→ **DATA FOR ANALYSIS**:
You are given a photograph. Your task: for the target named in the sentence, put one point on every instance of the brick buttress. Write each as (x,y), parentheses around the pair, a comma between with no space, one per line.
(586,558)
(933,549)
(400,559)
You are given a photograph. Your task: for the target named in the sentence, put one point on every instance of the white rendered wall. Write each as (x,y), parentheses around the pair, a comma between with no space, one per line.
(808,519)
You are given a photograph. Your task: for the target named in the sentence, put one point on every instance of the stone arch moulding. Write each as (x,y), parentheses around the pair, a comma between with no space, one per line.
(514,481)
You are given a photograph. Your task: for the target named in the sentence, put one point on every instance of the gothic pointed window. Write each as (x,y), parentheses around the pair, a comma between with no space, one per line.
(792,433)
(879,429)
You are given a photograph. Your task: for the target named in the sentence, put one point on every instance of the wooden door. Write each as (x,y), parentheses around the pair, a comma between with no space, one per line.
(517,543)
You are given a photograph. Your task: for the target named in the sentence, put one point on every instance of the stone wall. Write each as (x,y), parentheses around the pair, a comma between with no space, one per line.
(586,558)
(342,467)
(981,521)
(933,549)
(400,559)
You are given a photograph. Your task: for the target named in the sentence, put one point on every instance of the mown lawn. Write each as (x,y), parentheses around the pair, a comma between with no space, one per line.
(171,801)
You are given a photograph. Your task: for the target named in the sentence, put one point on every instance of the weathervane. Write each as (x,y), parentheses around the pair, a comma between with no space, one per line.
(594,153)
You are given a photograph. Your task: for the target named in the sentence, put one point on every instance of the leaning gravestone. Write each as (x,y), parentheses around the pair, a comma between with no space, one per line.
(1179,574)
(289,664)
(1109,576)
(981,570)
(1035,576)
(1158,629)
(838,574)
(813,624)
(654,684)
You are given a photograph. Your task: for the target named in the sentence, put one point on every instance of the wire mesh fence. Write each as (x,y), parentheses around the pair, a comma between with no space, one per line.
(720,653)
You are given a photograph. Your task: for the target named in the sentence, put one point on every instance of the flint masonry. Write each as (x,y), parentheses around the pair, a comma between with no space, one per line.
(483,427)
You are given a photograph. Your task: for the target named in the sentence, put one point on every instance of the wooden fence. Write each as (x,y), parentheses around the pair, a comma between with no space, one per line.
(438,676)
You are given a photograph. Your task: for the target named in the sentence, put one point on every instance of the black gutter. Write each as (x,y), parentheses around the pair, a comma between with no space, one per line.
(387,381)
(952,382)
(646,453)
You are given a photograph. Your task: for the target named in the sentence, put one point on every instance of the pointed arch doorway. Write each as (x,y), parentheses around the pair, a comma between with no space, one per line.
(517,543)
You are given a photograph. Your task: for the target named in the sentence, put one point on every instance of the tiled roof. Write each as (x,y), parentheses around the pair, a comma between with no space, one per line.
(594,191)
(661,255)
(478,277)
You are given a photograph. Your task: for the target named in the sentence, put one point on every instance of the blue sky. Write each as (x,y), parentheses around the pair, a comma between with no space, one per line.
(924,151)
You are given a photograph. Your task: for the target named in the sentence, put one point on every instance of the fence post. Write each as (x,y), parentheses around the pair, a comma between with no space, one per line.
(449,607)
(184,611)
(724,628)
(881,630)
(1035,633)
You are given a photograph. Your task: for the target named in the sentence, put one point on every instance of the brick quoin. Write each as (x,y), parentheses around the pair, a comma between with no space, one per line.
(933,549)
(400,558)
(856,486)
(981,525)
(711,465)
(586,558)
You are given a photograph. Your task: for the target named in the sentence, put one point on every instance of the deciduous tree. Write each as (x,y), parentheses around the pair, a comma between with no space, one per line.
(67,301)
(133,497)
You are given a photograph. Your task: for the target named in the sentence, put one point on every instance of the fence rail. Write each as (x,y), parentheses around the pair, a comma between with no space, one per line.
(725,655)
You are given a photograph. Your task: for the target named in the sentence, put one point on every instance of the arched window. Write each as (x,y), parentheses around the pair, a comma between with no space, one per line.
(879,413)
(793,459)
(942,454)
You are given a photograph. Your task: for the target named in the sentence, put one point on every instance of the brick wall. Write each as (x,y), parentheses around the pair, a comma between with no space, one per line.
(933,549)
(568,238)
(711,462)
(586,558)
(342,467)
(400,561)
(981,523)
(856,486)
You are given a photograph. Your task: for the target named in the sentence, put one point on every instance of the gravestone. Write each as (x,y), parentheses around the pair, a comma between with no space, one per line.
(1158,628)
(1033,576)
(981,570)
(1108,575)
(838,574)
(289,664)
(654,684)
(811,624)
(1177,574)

→ **TASK ITEM**: Please give the listing again exactly, line for line.

→ **RESULT BELOW**:
You are given a photograph. Your task: for the target named in the sentence, put one point on every instance of the brick buttress. Write each as (x,y), parentheses around the pair, a comma between with no space, one per line.
(586,558)
(933,549)
(400,559)
You are given a photograph. Your task: for the target named in the sentence, put one point on every instance of the white rendered wall. Write each as (x,y), parentheses around the pair, a comma between with no space, one per line.
(808,519)
You are given a photograph. Your task: for the target named in the sentence, put one point on every instance of the stone arch moulding. Write each as (x,y), parentheses around the pair, a comma between with no space, one per line.
(514,481)
You are given a photograph. Your task: for the target named in the sentence, put one point on every instance of the gothic pointed window. Write each as (x,y), parentheses around the pair, a comma between with no space, one per line.
(792,433)
(879,429)
You are given a photograph. Your task: for the target named in the sentence, put one point on every instance of the wooden door. Write each as (x,y), parentheses around the pair, a comma between with no space, one per line.
(517,543)
You are given a photograph. Your task: for the target named in the sentence, put one point on every instance of the stone wall. Write each as (x,y), parentheses around the pair, a comma between with no space, one per line.
(586,558)
(342,467)
(981,521)
(933,549)
(400,559)
You are given a photograph. Your task: for the target named in the sentence, put one point on every instance of the mown lawn. Write each as (x,y), parentheses around the pair, a comma between with no space, one per line.
(171,801)
You are given a photograph. Your task: for the target named in the sentence, put one point on every instance of the weathervane. Write each as (x,y), parentheses around the pair, a comma between with no space, one per line.
(594,153)
You are given a photograph. Your task: for the target named in the sentence, put one point on every instance of the leaning gravestone. Write each as (x,y), parentheses around the pair, a comma between with no space, one per line.
(1179,574)
(289,664)
(1109,576)
(981,570)
(1035,576)
(1158,629)
(838,574)
(813,624)
(654,684)
You are given a photograph. Your task: for the target named in the sentence, put one point on every instance of the wire mesh fence. Write each as (x,y), parentheses around the pair, a comma between with no space, one per line.
(720,653)
You are given a photograph. Your task: for the target named in the sentence, put one point on every instance of the flint masonry. Write each as (x,y), parentheses around the pair, a comma between with no space, one per line.
(483,427)
You are given a photograph. Your task: for the target named in the sentence, put one point on every instance of the wooden fence. Write each as (x,y), parentheses around the pair, a comma between with no space, one per line.
(438,676)
You are given a photograph. Your task: for the target named in the sentence, put one point on every instance of the black gutter. Write each as (x,y), parentheses around the pair, a comma between with no space, one per line.
(387,381)
(952,382)
(646,453)
You are given a photograph. Your task: for the target named in the sentence, put one point on every instance of the pointed arch doorway. Write each as (x,y), parentheses around the pair, a comma between with no space, one per line.
(517,543)
You are given a photograph. Your task: for the target named in the sentence, put one point on every instance of the tiled roof. Write each as (x,y), parentheses around the pair, a comma between with no space, one per line.
(594,191)
(661,255)
(478,277)
You are given a photograph. Your task: for the target named in the sentence, put one point on every instance of the blue sky. Write each as (x,y), parentheses around the pair, a comma between with no space, one per line.
(924,151)
You are given a photograph. Your task: for the target named in the sentence, put one point on every instance of the fence post. Write each as (x,y), parentheses around the pair, a comma between with no space, one per line.
(449,607)
(184,611)
(724,628)
(881,630)
(1035,633)
You are given a photograph. Your task: for the target named in the sentence, put one point on every instance of the brick quoin. Write each as (x,y), parentheses around the pair, a comma between with no space, one per line.
(933,549)
(400,558)
(856,486)
(981,525)
(711,465)
(586,558)
You are given a photograph. Your task: for the target named in the sentence, put one point on every instance of the deciduous tree. Write each as (x,y), parentheses around the pair, a comma between with no space, one per line.
(67,301)
(133,497)
You are given a photograph. Your task: for the target named in the sentence, put one point on every instance of the fence rail. Write each as (x,y), parentheses around the pair, a comma between with no space, one per line.
(725,655)
You are given a photograph. Your task: for the target named in the sentence, put one point on every instance of the arched window. Write each as (x,y), parentheses around the pair, a comma between with no space, one per line.
(879,413)
(793,459)
(942,454)
You are given a photograph. Your task: for the target named in the sentence, put one point on every instance of the brick wall. Write each as (x,y), parentheses around the pair, a comma between with no space, one per line.
(933,549)
(568,238)
(711,462)
(586,558)
(342,467)
(400,561)
(981,523)
(856,486)
You are given a photograph. Your task: for the target named in the sentence, put one point on every instance of the gravestone. Write each as (x,y), parentheses around the pair, a comma between with no space, one per line.
(1158,628)
(1033,576)
(981,570)
(1108,575)
(838,574)
(289,664)
(654,684)
(811,624)
(1177,574)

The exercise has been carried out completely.